* _提供された文章_:
/---

人手不足・人材育成の課題に直面する中小企業が実践している対応策とは?

中小企業診断士 石川 洋蔵

1.はじめに

現代の中小企業にとって、人手不足と人材育成はますます深刻な課題となっています。特に少子高齢化が進む日本社会では、労働人口の減少により、優秀な人材の確保が難しくなっており、これが企業経営に大きな影響を及ぼしています。筆者が診断士に登録したのは2023年9月ですが、それ以来多くの中小企業経営者の方とお会いし、お話する機会をいただきました。本記事では、人手不足と人材育成の課題にフォーカスし、筆者が知り合い、出会い、リアルに感じた中小企業の現状と、彼らがそれにどう向き会い、如何に対処してきたのかを綴っていきます。同様の課題に直面している中小企業経営者や、その支援者の皆さまにとって、少しでも参考になれば幸いです。

2.人手不足の要因

中小企業の多くは慢性的な人手不足に悩まされています。その背景には様々な要因が挙げられますが、そのうち下記の3つの視点について、私が知り合った中小企業の現状を交えて書かせていただきます。

①少子高齢化

日本では少子高齢化が急速に進行しており、働き手となる若年層の人口が減少しています。筆者の出会った大半の中小企業は東京・神奈川に本拠地がありますが、その多くが若手の採用に苦戦しています。都心の企業といえども例外ではないことを感じています。

\---

* _課題一覧_:
**1.** 中小企業の人手不足に関する記事から、番号の付いた見出しをすべて書き出しなさい。
**2.** 中小企業の人手不足に関する記事によると、筆者が診断士に登録したのはいつですか。
**3.** 中小企業の人手不足に関する記事を、最後の文の後から続けて書きなさい。

* _提供された記録_:
/---

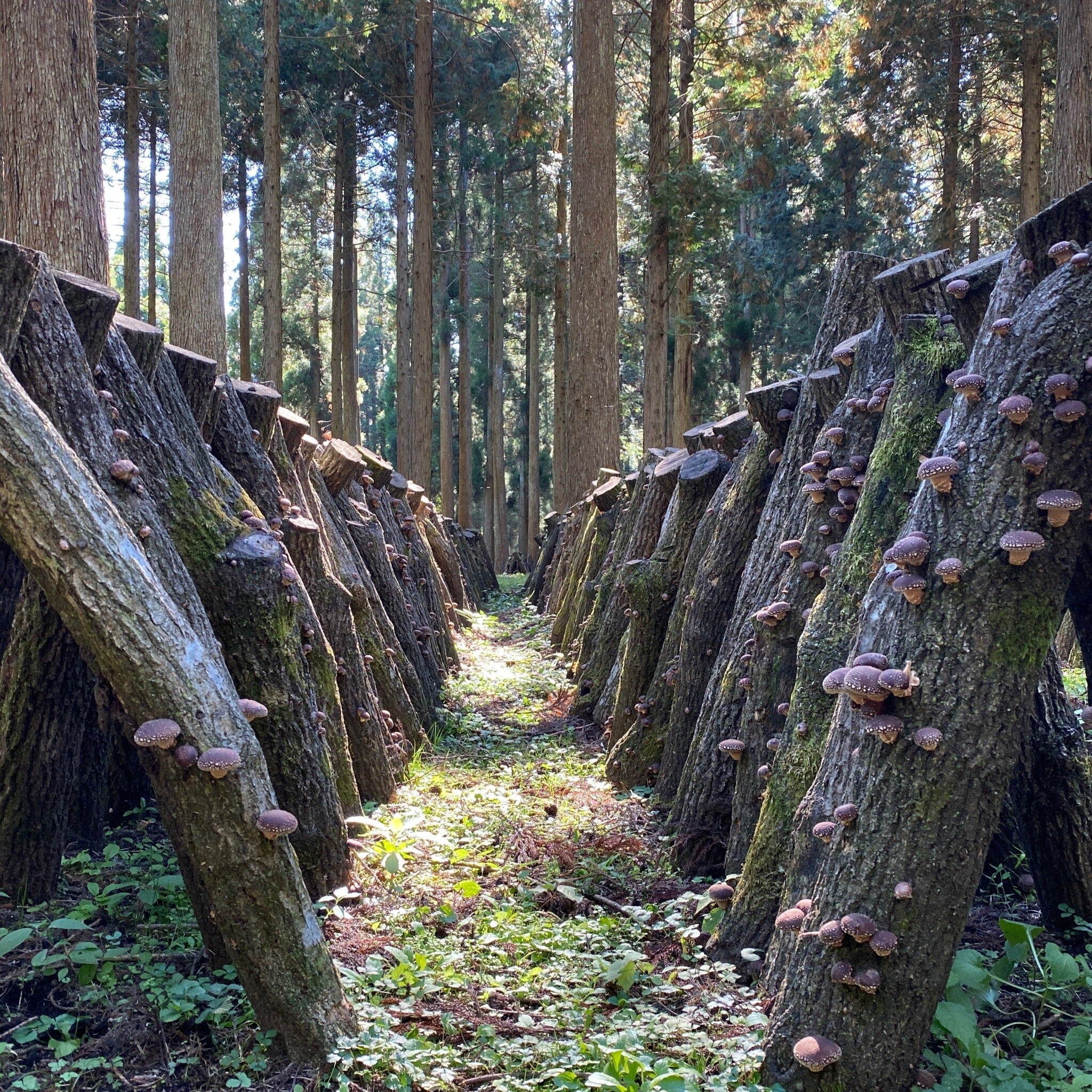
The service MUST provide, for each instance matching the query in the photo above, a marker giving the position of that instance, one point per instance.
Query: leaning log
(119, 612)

\---
/---

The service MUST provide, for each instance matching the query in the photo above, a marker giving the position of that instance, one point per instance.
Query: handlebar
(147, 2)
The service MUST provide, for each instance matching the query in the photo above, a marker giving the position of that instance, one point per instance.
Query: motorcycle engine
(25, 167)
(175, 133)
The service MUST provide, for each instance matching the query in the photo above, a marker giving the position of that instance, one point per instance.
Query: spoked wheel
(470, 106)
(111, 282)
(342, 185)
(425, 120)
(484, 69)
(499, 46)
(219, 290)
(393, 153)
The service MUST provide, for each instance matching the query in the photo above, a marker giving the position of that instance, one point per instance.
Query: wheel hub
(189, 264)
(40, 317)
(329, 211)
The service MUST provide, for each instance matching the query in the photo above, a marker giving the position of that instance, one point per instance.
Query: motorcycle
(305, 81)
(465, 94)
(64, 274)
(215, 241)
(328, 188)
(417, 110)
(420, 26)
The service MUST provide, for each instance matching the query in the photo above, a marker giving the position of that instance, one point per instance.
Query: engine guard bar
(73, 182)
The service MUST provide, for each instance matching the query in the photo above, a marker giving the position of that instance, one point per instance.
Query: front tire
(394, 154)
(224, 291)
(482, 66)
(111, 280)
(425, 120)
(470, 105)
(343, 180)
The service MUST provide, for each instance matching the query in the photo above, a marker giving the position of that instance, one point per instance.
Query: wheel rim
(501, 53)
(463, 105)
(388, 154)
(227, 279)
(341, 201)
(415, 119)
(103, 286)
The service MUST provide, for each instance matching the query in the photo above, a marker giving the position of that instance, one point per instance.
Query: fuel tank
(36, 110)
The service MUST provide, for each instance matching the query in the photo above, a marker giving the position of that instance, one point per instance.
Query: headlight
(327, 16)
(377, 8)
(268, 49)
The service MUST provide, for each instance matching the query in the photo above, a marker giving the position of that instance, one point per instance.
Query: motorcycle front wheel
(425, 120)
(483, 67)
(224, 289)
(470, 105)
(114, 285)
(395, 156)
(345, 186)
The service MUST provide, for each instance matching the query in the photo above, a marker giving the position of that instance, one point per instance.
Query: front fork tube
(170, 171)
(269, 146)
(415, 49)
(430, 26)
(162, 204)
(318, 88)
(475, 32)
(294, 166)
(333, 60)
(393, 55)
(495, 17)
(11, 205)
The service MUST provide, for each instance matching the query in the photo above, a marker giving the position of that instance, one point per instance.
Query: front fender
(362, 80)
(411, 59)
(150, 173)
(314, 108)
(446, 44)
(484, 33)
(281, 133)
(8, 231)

\---

* _最終解答_:
**1.**
1.はじめに
2.人手不足の要因
①少子高齢化

**2.** 2023年9月です。

**3.**
技術者の不足

特にIT分野や製造業において技術者不足が顕著です。デジタル化の進展やDX(デジタルトランスフォーメーション)の需要が高まる一方で、専門的なスキルを持つ人材が不足しています。知人である川崎市内のIT中小企業経営者は技術者不足のため新規案件を辞退しています。また、都内のとある製造業では最新設備を操作できる技能者が工場長だけと聞いています。

③2024年問題

時間外労働の上限規制がされた「建設業」「物流業」などの業種でも人手不足感が強くなっています。よくお会いする中小企業経営者の中には、「人を増やしたいけど応募がこない…」と求人に悩む建設業者、「このままだと配送シフトが組めない…」と頭を抱える物流業者もいます。

3.人手不足が中小企業に与える影響

人手不足は、企業の運営全般に大きな影響を与えます。具体的には以下のような問題が生じています。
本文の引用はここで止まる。